• [WHAT YOU WILL DO]
Repeat the passage about health records and health apps word for word, starting at "Predictably enough, there" and ending at "want to use.".
[Opening EXCERPT TO READ section]
In the case of Google and every other “untethered” personal health record out there, it didn’t fit physician workflow. That’s why I was disheartened to learn this week that one of the first twodevelopment partners for Walgreens’ new API for prescription refills is a PHR startup called Healthspek. I hate to say it, but that is bound to fail unless Walgreens finds a way to populate Healthspek records with pharmacy and Take Care Health System clinic data.

Predictably enough, there was a strong response to Versel’s column. Here is Dr Betsy Bennet:

As a health psychologist with a lot of years in pharma and healthcare, I am continually frustrated with the hype that accompanies most “health apps”. Not everyone enjoys computer games, not everyone wants to “share” the issues they’re ashamed of with their “social network”, not everyone is interested in being a “quantified self”. This is not to say that digital health is futile or a bad idea. But if we took the time to understand why so many doctors hate EHRs and patients are not interested in paying to “manage their health information” (What does that mean, anyway?) we would come a long way towards finding digital interventions that people actually want to use.
[Closing EXCERPT TO READ section]
[Opening STORED DATA section]
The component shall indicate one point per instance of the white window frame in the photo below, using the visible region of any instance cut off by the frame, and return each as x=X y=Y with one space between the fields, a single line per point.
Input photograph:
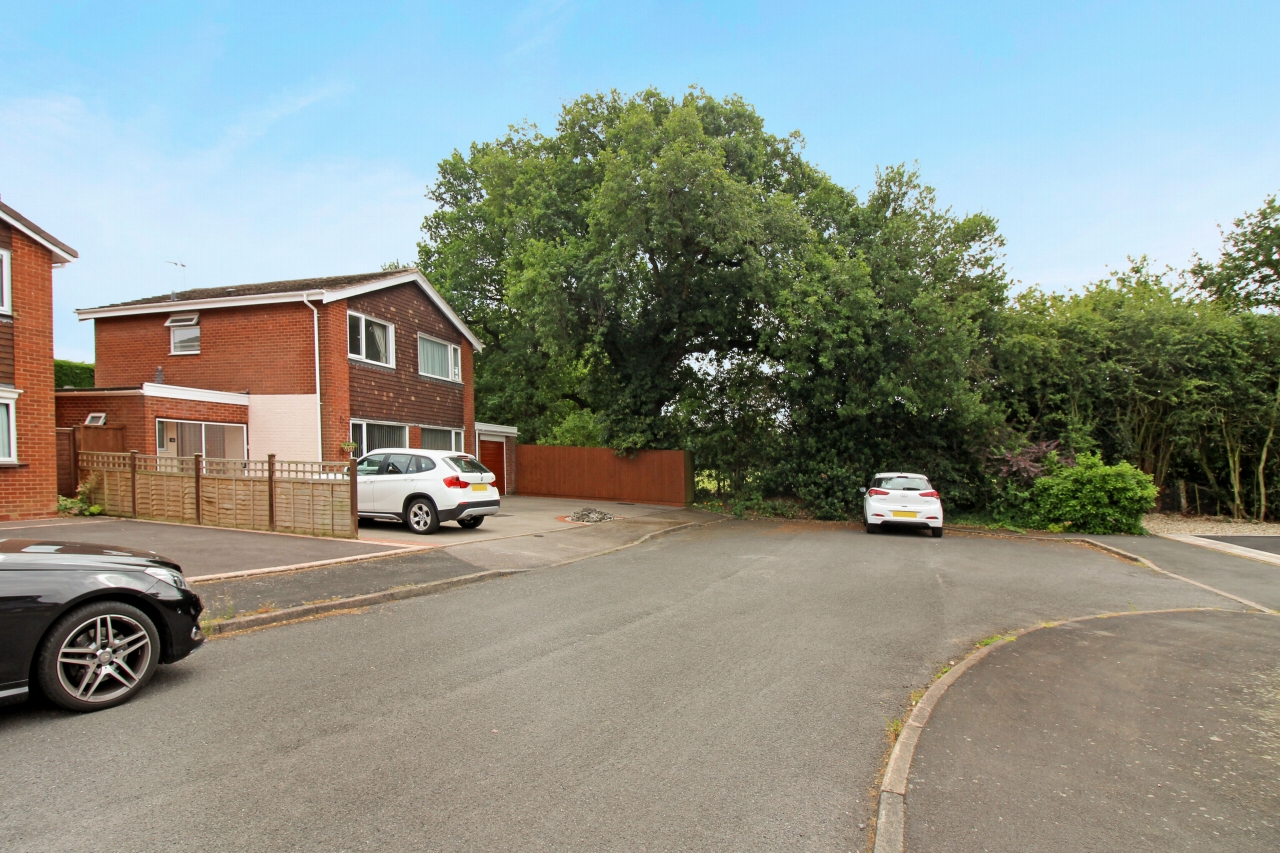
x=9 y=400
x=5 y=281
x=391 y=341
x=455 y=360
x=202 y=424
x=183 y=322
x=453 y=430
x=364 y=434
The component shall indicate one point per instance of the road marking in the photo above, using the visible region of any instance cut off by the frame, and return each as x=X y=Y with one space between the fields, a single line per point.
x=55 y=524
x=318 y=564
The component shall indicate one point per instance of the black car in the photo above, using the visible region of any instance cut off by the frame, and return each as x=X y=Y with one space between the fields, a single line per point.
x=90 y=623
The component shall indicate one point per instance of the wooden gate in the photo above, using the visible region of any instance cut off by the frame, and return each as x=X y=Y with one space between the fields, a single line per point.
x=493 y=455
x=67 y=461
x=72 y=439
x=649 y=477
x=315 y=498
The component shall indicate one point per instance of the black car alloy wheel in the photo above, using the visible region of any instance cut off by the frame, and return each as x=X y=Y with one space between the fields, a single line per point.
x=97 y=656
x=421 y=516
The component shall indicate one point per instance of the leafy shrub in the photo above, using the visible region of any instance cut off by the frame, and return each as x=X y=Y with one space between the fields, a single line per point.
x=1092 y=497
x=83 y=501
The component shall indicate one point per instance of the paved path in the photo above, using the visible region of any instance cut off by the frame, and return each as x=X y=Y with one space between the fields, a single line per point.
x=723 y=688
x=1271 y=544
x=1136 y=733
x=1257 y=582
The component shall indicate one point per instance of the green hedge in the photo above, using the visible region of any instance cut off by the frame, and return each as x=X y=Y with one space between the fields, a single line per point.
x=77 y=374
x=1092 y=497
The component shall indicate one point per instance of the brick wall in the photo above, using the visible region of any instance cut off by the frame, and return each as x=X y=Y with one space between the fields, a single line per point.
x=137 y=414
x=122 y=410
x=31 y=489
x=334 y=381
x=188 y=410
x=401 y=395
x=261 y=349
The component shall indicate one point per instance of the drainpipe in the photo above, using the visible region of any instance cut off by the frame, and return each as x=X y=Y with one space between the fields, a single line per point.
x=315 y=340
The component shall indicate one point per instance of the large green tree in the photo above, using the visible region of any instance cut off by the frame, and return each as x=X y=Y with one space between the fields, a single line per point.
x=1247 y=274
x=600 y=261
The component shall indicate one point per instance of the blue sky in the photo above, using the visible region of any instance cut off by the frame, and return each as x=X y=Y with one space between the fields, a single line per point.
x=260 y=141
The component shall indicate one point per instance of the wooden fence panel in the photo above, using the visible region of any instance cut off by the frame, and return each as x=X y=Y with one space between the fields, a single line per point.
x=309 y=497
x=597 y=473
x=67 y=471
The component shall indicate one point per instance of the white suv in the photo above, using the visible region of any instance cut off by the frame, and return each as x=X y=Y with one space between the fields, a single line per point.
x=903 y=498
x=423 y=488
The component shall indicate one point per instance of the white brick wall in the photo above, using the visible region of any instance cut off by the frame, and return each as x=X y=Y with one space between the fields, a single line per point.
x=286 y=425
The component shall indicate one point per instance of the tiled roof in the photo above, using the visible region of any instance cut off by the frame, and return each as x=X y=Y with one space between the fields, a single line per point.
[Closing STORED DATA section]
• [PROBLEM SOLUTION]
Predictably enough, there was a strong response to Versel’s column. Here is Dr Betsy Bennet:

As a health psychologist with a lot of years in pharma and healthcare, I am continually frustrated with the hype that accompanies most “health apps”. Not everyone enjoys computer games, not everyone wants to “share” the issues they’re ashamed of with their “social network”, not everyone is interested in being a “quantified self”. This is not to say that digital health is futile or a bad idea. But if we took the time to understand why so many doctors hate EHRs and patients are not interested in paying to “manage their health information” (What does that mean, anyway?) we would come a long way towards finding digital interventions that people actually want to use.